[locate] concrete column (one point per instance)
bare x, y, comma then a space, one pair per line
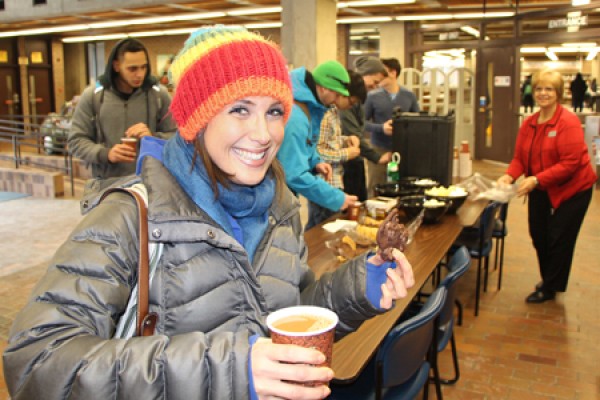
392, 41
58, 73
308, 34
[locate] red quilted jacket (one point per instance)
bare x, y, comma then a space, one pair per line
556, 153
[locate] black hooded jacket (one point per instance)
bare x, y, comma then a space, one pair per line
103, 114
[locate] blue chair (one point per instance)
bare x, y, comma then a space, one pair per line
458, 266
499, 233
478, 240
400, 369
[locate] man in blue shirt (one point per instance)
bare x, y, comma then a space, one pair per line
314, 93
379, 108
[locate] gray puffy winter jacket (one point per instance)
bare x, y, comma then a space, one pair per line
208, 297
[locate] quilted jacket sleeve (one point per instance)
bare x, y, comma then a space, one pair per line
60, 345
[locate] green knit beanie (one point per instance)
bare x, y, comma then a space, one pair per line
333, 76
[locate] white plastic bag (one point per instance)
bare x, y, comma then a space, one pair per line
480, 187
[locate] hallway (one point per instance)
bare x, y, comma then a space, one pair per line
513, 350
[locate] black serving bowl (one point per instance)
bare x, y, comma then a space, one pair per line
412, 206
454, 201
394, 189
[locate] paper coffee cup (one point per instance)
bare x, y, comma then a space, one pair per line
306, 326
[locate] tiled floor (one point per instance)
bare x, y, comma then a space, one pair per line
511, 351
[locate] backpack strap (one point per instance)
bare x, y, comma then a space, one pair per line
139, 300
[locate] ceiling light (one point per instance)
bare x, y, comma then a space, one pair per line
369, 3
427, 17
362, 37
54, 29
195, 16
76, 39
115, 36
569, 49
581, 44
498, 14
551, 55
470, 30
533, 50
363, 20
253, 11
265, 25
591, 55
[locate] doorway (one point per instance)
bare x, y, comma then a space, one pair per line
497, 121
10, 93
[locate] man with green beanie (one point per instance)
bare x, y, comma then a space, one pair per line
314, 93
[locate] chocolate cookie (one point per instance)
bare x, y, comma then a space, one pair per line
391, 235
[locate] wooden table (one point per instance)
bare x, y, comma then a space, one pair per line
430, 244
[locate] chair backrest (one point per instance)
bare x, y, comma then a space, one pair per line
405, 348
500, 225
487, 221
458, 265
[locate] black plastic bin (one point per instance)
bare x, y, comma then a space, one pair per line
426, 144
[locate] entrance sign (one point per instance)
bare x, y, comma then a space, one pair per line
575, 20
502, 81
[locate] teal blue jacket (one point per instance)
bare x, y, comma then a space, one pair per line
298, 152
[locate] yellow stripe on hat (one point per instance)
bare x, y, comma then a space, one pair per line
192, 54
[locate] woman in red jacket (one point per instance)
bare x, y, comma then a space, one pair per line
558, 177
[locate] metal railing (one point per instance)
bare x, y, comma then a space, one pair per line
------------------------
§ What is needed
Reproduce the material word for word. Any pictures should be left out of the copy.

§ Task response
[locate] concrete column (one point per instance)
bare x, y, comma then a space, one pair per line
392, 41
58, 73
308, 34
[locate] red quilted jacket (one point per instance)
bare x, y, comma then a space, one pair per line
556, 153
[locate] black hooded jacket (one point per instance)
bare x, y, comma then a space, one pair per line
103, 114
[locate] blue chair (one point per instance)
bare x, y, comma then a space, one pair per line
458, 266
499, 233
478, 240
400, 369
[locate] man in blue shirt (one point per instance)
bare x, y, comma then a space, one pair per line
314, 93
379, 108
[locate] gray puffy winter jacket (one point per instance)
bare x, y, comma then a space, one pair per line
208, 297
[locate] quilted jacket sleeve (one point per instance)
bare x, y, comma then a space, one pair per line
60, 345
[locate] green knit beanie (one point per instance)
bare x, y, comma then a space, one pair per line
333, 76
[locate] white plastic bag (one point per instance)
bare x, y, comma then a space, one pair per line
480, 187
[locate] hallway (one point per instance)
bare x, y, comma then a space, one pair per line
513, 350
[locate] black serving bowl (one point per instance)
bare x, y, comma then a space, one pair per line
412, 206
454, 201
394, 189
[locate] paper coffee cup (one point per instance)
bare x, y, comma then a space, one pair per line
306, 326
[locate] tiled floor (one point per instance)
bare x, y, comma then a space, one pair per line
511, 351
[locate] backpack strap (one point per instance)
bare x, y, comma then a space, one pair per line
139, 300
[locate] ceiling light (one point per instance)
bare x, y, comma then a space, one pair per line
369, 3
427, 17
362, 37
54, 29
195, 16
76, 39
115, 36
569, 49
581, 44
498, 14
551, 55
470, 30
533, 50
363, 20
253, 11
265, 25
591, 55
[locate] doorway (one point per instance)
bare x, y, comma then a space, one pair per line
497, 121
10, 93
[locate] man with green beanie (one point per instance)
bare x, y, comma then a space, one pair per line
314, 93
[locate] chocolate cookie (one point per instance)
bare x, y, comma then a space, one pair per line
391, 235
[locate] wooden table (one point per instance)
bare x, y, comma then a space, one pair per line
430, 244
[locate] chair backrest (one point per instance)
bare x, y, comma then a space, one pair per line
405, 348
500, 225
487, 221
458, 265
[locate] black plastic bin (one point per instance)
bare x, y, comma then a space, one pair per line
426, 144
[locate] entrance sign (one point per instance)
bare x, y, comma then a space, one pair per line
575, 20
502, 81
[locate] teal blue jacket (one point per instance)
bare x, y, comma then a space, one pair per line
298, 152
[locate] yellow stripe on hat (one point per instance)
bare x, y, comma then a space, one pair per line
192, 54
[locate] woman in red jacket (one point per instance)
bare x, y, comma then a space, one pair per line
558, 177
[locate] metal railing (one point per instance)
bare x, y, comma then a space, one pair per line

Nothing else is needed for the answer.